:: TASK 1 ::
According to the tin sulfide passage, down to what wavelength do the SnS2 multilayer nanosheets absorb visible light?

:: DOCUMENT TEXT ::

'''

The excessive band gap of metal oxide photoanodes currently poses a significant challenge to scaling up photoelectrochemical water splitting and CO2 reduction processes. However, metal sulfides with a 2D nanostructured morphology present a promising alternative, offering improved optoelectronic properties and catalytic capabilities in the oxygen evolution reaction (OER). Furthermore, this study breaks new ground by demonstrating, for the first time, the visible spectra absorption capabilities of SnxSy photoanodes. These photoanodes were fabricated using facile non-vacuum techniques and subsequently post-annealed in a sulfur atmosphere. This process yielded SnS2 multilayer nanosheets exhibiting remarkable visible-light absorption down to 900 nm wavelengths.

'''

:: DATA TO PROCESS ::

'''

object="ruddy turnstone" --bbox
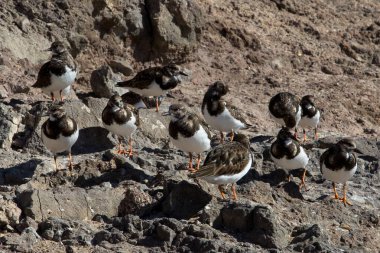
[116,64,187,112]
[320,139,357,205]
[166,104,211,172]
[269,92,302,131]
[296,95,321,141]
[41,104,79,171]
[202,81,250,142]
[32,41,77,101]
[121,91,163,109]
[193,134,253,200]
[102,94,137,156]
[270,127,309,189]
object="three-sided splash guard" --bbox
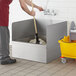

'''

:: TASK 2 ::
Retype the two entries that follow the tin sulfide passage word for word, leaving the pictures out of your answer.

:: EXERCISE OUTPUT 1 ::
Down to 900 nm.

:: EXERCISE OUTPUT 2 ::
object="ruddy turnstone" --bbox
[116,64,187,112]
[320,139,357,205]
[166,104,211,172]
[269,92,302,131]
[296,95,321,141]
[41,104,79,171]
[202,81,250,142]
[32,41,77,101]
[121,91,163,109]
[193,134,253,200]
[102,94,137,156]
[270,127,309,189]
object="three-sided splash guard" --bbox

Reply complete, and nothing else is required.